**Work instructions**
Starting at the line that contains "the <item>rear bumper</item>?" and ending at the last line of the rows, write out those lines again with the requests and their format samples unchanged. Rescale every polygon vertex coordinate in the answers by multiplying it by 2.25 and rounding to the nearest whole number, with halves rounded up.

**Data for processing**

(begin)

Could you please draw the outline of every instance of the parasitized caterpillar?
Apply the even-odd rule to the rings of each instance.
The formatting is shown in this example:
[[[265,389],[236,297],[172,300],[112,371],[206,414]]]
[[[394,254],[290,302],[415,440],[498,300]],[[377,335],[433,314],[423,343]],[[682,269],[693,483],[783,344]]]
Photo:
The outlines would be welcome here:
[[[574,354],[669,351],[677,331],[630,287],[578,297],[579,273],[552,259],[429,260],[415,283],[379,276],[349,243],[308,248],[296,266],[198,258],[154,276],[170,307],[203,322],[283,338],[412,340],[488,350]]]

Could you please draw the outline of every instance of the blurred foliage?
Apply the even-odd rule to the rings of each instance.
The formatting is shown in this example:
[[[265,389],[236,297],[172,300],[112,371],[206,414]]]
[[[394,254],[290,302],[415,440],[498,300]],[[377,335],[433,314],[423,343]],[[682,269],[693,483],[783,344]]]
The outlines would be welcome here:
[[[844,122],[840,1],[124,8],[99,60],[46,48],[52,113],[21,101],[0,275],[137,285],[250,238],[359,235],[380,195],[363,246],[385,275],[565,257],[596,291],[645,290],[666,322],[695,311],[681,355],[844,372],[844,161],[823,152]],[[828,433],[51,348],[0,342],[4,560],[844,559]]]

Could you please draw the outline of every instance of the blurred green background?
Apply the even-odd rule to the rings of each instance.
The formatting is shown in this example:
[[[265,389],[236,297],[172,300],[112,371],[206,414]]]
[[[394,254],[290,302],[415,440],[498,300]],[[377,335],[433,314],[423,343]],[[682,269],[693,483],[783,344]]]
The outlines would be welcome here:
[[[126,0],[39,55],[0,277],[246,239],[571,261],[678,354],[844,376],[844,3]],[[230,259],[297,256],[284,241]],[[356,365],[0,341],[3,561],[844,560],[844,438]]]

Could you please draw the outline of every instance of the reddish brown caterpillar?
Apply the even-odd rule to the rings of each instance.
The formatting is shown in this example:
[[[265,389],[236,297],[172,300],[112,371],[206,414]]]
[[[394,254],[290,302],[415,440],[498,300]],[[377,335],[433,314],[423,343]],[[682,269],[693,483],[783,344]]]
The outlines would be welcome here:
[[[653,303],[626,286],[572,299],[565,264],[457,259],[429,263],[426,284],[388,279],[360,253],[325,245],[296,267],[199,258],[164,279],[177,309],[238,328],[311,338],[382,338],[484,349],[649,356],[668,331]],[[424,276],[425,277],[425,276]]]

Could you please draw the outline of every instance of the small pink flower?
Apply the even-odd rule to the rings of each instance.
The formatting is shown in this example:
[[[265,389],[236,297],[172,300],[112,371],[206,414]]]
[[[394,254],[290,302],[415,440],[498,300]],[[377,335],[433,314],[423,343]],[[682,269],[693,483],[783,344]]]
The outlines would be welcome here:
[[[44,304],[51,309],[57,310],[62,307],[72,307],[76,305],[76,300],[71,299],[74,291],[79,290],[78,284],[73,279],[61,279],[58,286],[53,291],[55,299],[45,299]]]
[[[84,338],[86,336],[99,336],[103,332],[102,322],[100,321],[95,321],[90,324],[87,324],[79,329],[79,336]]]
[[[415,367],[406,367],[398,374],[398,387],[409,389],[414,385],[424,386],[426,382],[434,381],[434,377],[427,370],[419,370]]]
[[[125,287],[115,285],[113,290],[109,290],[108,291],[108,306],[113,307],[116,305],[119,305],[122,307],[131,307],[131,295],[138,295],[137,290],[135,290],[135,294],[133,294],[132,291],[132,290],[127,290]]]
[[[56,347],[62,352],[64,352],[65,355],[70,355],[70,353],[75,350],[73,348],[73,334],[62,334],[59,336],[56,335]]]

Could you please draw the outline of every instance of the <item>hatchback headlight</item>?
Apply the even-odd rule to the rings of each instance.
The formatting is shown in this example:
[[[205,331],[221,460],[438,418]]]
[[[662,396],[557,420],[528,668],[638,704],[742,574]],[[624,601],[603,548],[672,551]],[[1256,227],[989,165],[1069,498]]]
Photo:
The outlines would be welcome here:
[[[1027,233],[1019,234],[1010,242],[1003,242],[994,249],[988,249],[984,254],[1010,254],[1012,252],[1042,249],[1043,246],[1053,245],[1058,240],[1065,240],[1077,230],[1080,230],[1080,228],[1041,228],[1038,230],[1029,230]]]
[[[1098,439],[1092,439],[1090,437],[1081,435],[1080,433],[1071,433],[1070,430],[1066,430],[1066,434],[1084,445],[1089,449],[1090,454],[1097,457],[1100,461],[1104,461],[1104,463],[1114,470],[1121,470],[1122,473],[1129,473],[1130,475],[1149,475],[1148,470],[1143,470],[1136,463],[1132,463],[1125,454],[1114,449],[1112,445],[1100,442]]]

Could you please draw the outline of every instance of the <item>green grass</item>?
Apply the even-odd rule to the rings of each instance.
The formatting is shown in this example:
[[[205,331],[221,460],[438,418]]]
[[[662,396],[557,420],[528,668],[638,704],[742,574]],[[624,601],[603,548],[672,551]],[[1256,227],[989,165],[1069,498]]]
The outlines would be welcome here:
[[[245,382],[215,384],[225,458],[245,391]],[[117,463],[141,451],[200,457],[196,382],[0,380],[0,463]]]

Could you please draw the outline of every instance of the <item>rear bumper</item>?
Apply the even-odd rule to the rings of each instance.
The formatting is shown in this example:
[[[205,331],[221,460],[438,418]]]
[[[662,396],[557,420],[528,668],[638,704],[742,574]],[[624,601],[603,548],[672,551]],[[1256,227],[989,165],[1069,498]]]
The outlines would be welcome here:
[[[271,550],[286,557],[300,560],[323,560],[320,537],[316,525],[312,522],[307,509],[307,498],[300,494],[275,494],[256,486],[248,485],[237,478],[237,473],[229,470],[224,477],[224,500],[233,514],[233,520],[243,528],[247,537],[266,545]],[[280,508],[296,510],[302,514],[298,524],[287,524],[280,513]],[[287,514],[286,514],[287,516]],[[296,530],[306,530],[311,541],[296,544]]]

(end)

**Complete response**
Could you please draw the outline of every instance of the <item>rear bumper</item>?
Apply the even-odd rule to the rings of each instance.
The formatting is shown in this example:
[[[205,331],[221,460],[438,418]]]
[[[662,396],[557,420],[528,668],[638,704],[742,574]],[[624,601],[603,548],[672,551]],[[1256,227],[989,165],[1069,498]]]
The outlines would be welcome here:
[[[610,1238],[644,1253],[675,1260],[727,1260],[720,1208],[711,1181],[702,1175],[691,1145],[691,1121],[675,1112],[619,1112],[576,1094],[558,1091],[533,1076],[533,1064],[515,1058],[504,1073],[504,1125],[524,1157],[524,1170],[547,1188],[556,1208],[599,1226]],[[630,1143],[666,1148],[680,1157],[671,1179],[646,1179],[630,1154]],[[646,1157],[644,1157],[646,1161]],[[666,1193],[689,1193],[700,1217],[666,1224]]]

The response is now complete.